*Reading text*.
Leading dementia organisations call on government for urgent action to maintain essential relationships of care home residents

One Dementia Voice - a coalition of eight leading dementia organisations - urgently call for the maintenance of essential relationships to be made a statutory aspect of person-centred care.

Family and friends of loved ones in care homes remain unable to visit

Twenty months after the start of the pandemic, the charities and organisations that come together as One Dementia Voice strongly and unanimously believe that the rights and needs of some people living in care homes are being ignored in policy and practice.

The pandemic has brought this issue into sharp focus, and the need to enshrine the rights for care-home residents and their families has never been more pressing.  

We call on the government to uphold the rights of residents so that they are able to live in respect and dignity maintaining essential relationships with those they love.

We believe this to be essential not only to support families and residents but also to help a sector that has been exposed to a lack of clarity in policy terms throughout COVID-19.

*Data for analysis*.
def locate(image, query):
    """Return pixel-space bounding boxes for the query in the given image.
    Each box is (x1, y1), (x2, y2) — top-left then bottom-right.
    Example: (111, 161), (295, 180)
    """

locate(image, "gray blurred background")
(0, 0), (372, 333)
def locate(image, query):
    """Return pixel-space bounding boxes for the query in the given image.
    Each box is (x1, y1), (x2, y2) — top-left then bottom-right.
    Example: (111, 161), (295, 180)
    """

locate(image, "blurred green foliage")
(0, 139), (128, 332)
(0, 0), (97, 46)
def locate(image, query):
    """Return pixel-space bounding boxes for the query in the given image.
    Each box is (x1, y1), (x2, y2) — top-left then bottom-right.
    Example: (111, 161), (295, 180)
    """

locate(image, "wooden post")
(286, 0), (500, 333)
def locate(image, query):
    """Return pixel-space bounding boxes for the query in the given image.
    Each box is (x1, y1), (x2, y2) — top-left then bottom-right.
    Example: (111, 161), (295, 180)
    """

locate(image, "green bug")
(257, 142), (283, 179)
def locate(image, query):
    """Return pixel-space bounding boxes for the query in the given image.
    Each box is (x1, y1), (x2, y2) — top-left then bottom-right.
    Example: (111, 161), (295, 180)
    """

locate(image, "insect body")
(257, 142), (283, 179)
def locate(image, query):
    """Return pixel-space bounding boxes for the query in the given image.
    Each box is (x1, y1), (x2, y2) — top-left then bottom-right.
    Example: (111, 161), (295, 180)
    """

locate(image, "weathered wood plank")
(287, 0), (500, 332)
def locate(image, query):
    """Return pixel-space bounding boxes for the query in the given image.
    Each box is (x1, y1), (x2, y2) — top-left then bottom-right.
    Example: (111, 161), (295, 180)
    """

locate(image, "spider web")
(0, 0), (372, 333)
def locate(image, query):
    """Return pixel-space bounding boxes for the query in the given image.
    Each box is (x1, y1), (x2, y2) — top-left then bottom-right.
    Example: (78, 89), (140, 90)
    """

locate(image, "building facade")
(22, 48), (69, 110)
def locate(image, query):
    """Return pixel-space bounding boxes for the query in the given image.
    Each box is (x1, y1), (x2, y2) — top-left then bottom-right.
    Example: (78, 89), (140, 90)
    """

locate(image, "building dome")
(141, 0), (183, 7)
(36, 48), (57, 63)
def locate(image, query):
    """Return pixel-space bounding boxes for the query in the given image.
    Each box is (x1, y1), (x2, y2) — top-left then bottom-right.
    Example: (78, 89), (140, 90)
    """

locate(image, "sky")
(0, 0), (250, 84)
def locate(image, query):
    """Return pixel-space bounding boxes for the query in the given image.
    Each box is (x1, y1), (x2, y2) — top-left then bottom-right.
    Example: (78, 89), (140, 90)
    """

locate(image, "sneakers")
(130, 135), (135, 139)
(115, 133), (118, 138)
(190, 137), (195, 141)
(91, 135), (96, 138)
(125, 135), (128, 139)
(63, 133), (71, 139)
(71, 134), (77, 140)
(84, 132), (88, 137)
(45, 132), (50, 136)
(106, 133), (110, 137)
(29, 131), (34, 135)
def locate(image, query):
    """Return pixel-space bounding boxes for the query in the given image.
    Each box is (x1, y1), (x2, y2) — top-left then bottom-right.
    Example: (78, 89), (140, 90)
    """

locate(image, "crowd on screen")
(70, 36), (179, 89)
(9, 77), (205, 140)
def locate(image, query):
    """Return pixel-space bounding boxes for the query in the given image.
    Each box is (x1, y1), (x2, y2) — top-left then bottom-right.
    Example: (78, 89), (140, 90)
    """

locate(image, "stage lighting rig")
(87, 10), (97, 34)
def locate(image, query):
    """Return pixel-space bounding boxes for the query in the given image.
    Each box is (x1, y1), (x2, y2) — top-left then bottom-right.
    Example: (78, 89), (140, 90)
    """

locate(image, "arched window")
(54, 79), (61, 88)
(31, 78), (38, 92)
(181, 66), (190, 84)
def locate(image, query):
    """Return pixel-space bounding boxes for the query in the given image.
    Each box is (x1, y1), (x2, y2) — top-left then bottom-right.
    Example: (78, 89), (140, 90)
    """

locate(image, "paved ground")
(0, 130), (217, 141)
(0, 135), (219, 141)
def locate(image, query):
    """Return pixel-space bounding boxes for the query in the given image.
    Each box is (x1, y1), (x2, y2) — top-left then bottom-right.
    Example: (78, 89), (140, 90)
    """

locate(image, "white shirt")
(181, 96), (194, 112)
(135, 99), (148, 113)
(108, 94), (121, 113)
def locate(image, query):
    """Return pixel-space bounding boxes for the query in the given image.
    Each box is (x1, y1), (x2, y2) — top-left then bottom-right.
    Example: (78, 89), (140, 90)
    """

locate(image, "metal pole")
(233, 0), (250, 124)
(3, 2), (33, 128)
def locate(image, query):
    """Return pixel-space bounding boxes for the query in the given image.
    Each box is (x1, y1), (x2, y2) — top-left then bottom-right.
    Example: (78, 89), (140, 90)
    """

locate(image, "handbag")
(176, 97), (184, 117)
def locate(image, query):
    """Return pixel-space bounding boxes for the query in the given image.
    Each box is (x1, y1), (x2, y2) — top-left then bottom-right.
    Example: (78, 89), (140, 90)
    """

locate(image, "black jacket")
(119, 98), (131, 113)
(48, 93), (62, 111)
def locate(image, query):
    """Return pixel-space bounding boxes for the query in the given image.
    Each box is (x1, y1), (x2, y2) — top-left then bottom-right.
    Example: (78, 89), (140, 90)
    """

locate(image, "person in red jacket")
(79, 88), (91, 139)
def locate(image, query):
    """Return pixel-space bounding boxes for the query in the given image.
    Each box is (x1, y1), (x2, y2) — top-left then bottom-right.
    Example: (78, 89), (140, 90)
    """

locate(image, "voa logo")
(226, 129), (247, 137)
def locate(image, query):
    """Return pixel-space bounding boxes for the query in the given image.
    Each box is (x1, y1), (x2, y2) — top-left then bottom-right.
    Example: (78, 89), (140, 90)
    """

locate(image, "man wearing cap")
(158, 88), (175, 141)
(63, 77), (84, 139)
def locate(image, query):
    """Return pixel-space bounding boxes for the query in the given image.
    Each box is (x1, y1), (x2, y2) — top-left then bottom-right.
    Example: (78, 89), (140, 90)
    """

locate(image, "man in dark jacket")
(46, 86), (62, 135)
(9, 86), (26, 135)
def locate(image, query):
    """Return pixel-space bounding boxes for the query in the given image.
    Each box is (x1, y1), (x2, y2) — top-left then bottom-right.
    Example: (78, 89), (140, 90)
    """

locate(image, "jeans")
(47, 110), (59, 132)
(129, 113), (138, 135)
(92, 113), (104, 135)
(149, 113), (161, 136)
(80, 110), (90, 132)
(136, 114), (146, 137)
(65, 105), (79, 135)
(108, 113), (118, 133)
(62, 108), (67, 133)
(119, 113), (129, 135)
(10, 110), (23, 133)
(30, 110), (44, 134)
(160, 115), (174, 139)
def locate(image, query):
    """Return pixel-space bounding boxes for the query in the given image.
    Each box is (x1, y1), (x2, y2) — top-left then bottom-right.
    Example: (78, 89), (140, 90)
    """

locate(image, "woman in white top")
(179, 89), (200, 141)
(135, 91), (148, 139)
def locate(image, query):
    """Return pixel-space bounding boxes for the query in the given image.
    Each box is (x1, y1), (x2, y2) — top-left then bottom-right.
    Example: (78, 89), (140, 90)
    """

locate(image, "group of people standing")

*Directions*.
a) According to the dementia statement, how many organisations form the One Dementia Voice coalition?
b) Reproduce the stretch of the dementia statement from "One Dementia Voice - a" through "been more pressing.".

*List of solutions*.
a) Eight leading dementia organisations.

b)
One Dementia Voice - a coalition of eight leading dementia organisations - urgently call for the maintenance of essential relationships to be made a statutory aspect of person-centred care.

Family and friends of loved ones in care homes remain unable to visit

Twenty months after the start of the pandemic, the charities and organisations that come together as One Dementia Voice strongly and unanimously believe that the rights and needs of some people living in care homes are being ignored in policy and practice.

The pandemic has brought this issue into sharp focus, and the need to enshrine the rights for care-home residents and their families has never been more pressing.